[Items listed in a dataset]
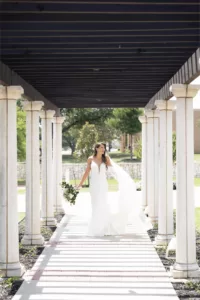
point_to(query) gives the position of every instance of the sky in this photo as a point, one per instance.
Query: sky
(196, 101)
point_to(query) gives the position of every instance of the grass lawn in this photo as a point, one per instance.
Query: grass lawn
(116, 156)
(20, 216)
(197, 218)
(21, 191)
(197, 157)
(112, 185)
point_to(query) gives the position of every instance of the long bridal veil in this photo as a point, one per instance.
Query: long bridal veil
(129, 206)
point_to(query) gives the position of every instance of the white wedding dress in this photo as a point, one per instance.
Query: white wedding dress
(103, 221)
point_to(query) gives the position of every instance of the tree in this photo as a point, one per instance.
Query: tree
(126, 120)
(21, 133)
(76, 117)
(70, 138)
(138, 148)
(87, 139)
(107, 133)
(174, 146)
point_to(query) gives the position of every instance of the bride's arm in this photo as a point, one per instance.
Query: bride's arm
(108, 162)
(87, 171)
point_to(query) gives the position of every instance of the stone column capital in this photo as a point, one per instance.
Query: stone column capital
(11, 92)
(32, 105)
(58, 120)
(165, 105)
(152, 113)
(47, 114)
(184, 90)
(143, 119)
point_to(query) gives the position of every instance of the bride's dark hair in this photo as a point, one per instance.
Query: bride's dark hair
(104, 156)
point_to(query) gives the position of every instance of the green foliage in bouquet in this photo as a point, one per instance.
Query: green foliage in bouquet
(69, 192)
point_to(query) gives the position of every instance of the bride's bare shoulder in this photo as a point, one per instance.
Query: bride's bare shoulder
(108, 162)
(90, 158)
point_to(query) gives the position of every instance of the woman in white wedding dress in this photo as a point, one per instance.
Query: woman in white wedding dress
(103, 221)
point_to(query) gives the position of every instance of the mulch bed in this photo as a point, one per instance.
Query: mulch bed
(27, 256)
(190, 290)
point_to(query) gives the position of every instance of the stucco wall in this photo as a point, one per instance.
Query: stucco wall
(196, 129)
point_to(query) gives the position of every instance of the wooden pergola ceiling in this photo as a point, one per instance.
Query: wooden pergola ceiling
(98, 53)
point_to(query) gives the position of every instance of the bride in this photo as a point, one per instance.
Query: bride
(103, 221)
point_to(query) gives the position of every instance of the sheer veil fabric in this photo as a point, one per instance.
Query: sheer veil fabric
(103, 220)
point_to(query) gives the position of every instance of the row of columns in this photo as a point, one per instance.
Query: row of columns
(157, 175)
(37, 213)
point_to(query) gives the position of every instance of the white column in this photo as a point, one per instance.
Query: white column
(165, 206)
(152, 163)
(9, 236)
(47, 169)
(143, 120)
(32, 231)
(57, 163)
(185, 265)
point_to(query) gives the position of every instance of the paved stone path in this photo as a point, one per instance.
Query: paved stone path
(76, 267)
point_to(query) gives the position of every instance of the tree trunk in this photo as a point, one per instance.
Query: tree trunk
(131, 146)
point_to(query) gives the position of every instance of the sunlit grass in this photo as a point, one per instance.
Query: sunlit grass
(21, 215)
(197, 218)
(118, 157)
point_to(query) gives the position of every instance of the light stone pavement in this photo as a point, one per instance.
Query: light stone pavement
(76, 267)
(21, 198)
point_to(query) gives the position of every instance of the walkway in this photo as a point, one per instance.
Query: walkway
(75, 267)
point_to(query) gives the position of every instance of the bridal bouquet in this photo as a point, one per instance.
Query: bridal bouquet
(69, 192)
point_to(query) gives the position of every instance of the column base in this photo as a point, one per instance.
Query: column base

» **What is expected**: Copy out all of the material exactly as written, without its pictures.

» **Result for this exercise**:
point_to(query) gives the position of every instance of the sky in this photo as a point, one per instance.
Query: sky
(196, 101)
point_to(query) gives the position of every instance of the grass lawn in this photo as a point, one per instance.
Query: grass lawn
(116, 156)
(20, 216)
(197, 218)
(21, 191)
(197, 157)
(112, 185)
point_to(query) gives the position of every instance of the long bridal veil in this photo as a point, one per instance.
Query: long bridal veil
(129, 206)
point_to(query) gives the position of every instance of the white wedding dress in this photo as a point, one per instance.
Query: white wedding dress
(103, 221)
point_to(query) gives the position of every instance of the tree in this photo as a point, one per instance.
Query: tree
(126, 120)
(21, 133)
(76, 117)
(70, 138)
(138, 148)
(87, 139)
(107, 133)
(174, 146)
point_to(query) gives the position of every instance of the bride's arm in this photo as a point, one per instance.
Query: bride's arm
(108, 162)
(87, 171)
point_to(query) gives the position of every instance of the stone column capital in this photo as a point, one per instance.
Query: stone column capital
(11, 92)
(32, 105)
(58, 120)
(165, 105)
(152, 113)
(47, 114)
(184, 90)
(143, 119)
point_to(query) gives the position of every instance of the bride's dark hair in this photo as a point, one per instance.
Query: bride's dark hair
(104, 156)
point_to(query) gives the position of every instance of the green foliage in bouquet in this photo as a point, one per instance.
Query: green foliage in bouquet
(69, 192)
point_to(query) gives the position of every instance of the bride's bare shoulder in this photo as a point, one per instance.
Query: bride's bare shoulder
(108, 162)
(90, 158)
point_to(query) gives the position of every instance of the woman in white wedding dress in this photo as a point, one per instance.
Query: woman in white wedding dress
(103, 221)
point_to(query) gives the position of every instance of the mulch bed in this photo as a point, one per instance.
Query: mulch bed
(27, 256)
(190, 290)
point_to(query) gives the position of every instance of the stucco wall in this photo as a point, one per instance.
Query: stucco wall
(196, 129)
point_to(query) gives the position of every instance of the wooden pergola ceiling in this photo as a point, one per instance.
Query: wooden pergola ceiling
(98, 53)
point_to(query) gives the position of every instance of the bride in this photo as a point, one per instance.
Query: bride
(103, 221)
point_to(query) gives the position of every instance of the sheer veil fabric in this photo as a point, one per instance.
Query: sheer veil fabric
(103, 220)
point_to(query) gives the position of every instance of the row of columns in this photo as a point, one per instance.
Query: row of columns
(157, 175)
(37, 213)
point_to(query) gives the position of every instance of the white column in this photo as a point, one per instance.
Query: white column
(165, 206)
(152, 163)
(9, 236)
(47, 169)
(143, 120)
(32, 231)
(57, 163)
(185, 265)
point_to(query) gives the position of every instance of the paved stone path in this photo as a point, one per instance.
Query: paved stone path
(76, 267)
point_to(query) gives the position of every instance of the tree trunk in this photo as a point, one per instance.
Query: tree trunk
(131, 146)
point_to(query) gives the position of every instance of the sunlit grass in this photo as a point, one per instance.
Query: sunlit grass
(21, 215)
(197, 218)
(118, 157)
point_to(query) gives the position of every instance of the light stone pavement in this photo as a point, one per instance.
Query: light stone pavement
(76, 267)
(21, 198)
point_to(query) gives the position of every instance of the walkway in this photo as a point, one per instance.
Query: walkway
(75, 267)
point_to(query) gives the position of every instance of the bridal bouquet in this photo as a point, one per instance.
Query: bridal bouquet
(69, 192)
point_to(query) gives the position of every instance of the column base in this photo as a point, one per instance.
Query: column base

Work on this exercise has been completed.